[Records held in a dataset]
╭──

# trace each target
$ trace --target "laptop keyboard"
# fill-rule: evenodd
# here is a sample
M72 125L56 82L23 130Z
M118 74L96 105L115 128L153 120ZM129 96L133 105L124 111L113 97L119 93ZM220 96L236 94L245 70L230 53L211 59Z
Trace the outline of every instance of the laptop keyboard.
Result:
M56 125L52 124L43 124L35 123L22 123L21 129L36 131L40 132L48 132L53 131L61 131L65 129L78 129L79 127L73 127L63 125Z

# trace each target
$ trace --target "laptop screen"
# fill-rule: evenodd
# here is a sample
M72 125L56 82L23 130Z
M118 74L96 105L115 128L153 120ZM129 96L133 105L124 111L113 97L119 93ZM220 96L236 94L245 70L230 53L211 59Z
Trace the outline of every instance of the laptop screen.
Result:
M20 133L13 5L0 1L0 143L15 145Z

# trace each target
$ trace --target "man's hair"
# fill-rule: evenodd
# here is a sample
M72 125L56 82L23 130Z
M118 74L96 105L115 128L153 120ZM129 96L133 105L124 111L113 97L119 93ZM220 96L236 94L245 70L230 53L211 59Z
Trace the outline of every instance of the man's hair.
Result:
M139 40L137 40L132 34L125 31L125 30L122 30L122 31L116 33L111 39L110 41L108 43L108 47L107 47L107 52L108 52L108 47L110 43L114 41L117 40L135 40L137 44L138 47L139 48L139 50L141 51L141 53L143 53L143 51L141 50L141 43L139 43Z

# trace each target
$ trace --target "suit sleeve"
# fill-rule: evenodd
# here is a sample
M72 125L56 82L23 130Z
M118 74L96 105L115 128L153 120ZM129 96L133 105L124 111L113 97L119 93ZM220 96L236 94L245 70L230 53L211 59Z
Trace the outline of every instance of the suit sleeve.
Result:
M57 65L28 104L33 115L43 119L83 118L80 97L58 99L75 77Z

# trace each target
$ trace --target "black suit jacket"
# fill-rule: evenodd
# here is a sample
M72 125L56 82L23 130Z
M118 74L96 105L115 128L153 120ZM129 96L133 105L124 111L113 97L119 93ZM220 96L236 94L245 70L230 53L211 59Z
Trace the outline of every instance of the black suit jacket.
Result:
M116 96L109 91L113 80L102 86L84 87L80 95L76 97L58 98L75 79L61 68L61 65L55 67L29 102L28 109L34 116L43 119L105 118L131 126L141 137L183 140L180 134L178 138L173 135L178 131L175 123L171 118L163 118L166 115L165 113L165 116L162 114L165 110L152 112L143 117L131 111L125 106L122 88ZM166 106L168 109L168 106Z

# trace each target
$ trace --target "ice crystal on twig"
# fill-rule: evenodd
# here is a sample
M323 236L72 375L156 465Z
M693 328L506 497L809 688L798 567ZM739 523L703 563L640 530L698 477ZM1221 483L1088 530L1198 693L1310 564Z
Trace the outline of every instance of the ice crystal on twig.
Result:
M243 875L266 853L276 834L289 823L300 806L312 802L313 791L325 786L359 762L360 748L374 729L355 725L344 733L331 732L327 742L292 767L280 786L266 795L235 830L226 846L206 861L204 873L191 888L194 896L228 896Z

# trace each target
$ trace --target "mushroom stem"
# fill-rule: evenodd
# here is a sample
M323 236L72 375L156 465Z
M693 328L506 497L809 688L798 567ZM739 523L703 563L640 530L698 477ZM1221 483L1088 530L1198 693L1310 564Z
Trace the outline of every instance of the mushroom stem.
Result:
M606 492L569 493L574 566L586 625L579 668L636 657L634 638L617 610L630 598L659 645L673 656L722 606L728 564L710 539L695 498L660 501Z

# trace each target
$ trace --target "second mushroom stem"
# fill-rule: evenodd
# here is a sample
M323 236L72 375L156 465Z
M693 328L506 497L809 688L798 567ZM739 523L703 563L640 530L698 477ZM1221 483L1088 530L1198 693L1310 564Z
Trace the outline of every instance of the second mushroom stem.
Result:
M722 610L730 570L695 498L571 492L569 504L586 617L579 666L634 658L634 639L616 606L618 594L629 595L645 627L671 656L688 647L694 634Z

╰──

Task requirements → Repeat the items word for word, beginning at the very first line and stopping after the line that contains "M57 65L28 104L33".

Task response →
# trace each target
$ trace --target "laptop keyboard"
# fill-rule: evenodd
# here is a sample
M72 125L56 82L23 130Z
M118 74L96 105L115 128L153 120ZM129 96L133 105L124 111L113 97L119 93ZM220 96L236 94L245 70L230 53L211 59Z
Trace the outline of every instance of the laptop keyboard.
Result:
M56 125L52 124L43 124L35 123L22 123L21 129L36 131L40 132L48 132L53 131L61 131L65 129L78 129L79 127L73 127L63 125Z

# trace each target
$ trace --target "laptop screen"
# fill-rule: evenodd
# here is a sample
M72 125L56 82L23 130Z
M118 74L96 105L115 128L153 120ZM129 96L133 105L124 111L113 97L119 93ZM220 96L236 94L245 70L230 53L211 59Z
Trace the outline of every instance of the laptop screen.
Result:
M20 133L13 5L0 1L0 143L15 145Z

# trace each target
$ trace --target "man's hair"
# fill-rule: evenodd
# here is a sample
M72 125L56 82L23 130Z
M118 74L96 105L115 128L153 120ZM129 96L133 105L124 111L113 97L119 93ZM220 96L236 94L245 70L230 53L211 59Z
Trace the outline of every instance of the man's hair.
Result:
M139 40L137 40L132 34L125 31L125 30L122 30L122 31L116 33L111 39L110 41L108 43L108 47L107 47L107 52L108 52L108 47L110 43L114 41L117 40L135 40L137 44L138 47L139 48L139 50L141 51L141 53L143 53L143 51L141 50L141 43L139 43Z

# trace each target
$ trace --target "suit sleeve"
# fill-rule: evenodd
# here is a sample
M72 125L56 82L23 130Z
M118 74L96 105L115 128L153 120ZM129 96L133 105L124 111L113 97L119 93ZM220 96L236 94L245 70L230 53L211 59Z
Trace the outline of every instance of the suit sleeve.
Result:
M57 65L28 104L33 115L43 119L83 118L80 97L58 99L75 77Z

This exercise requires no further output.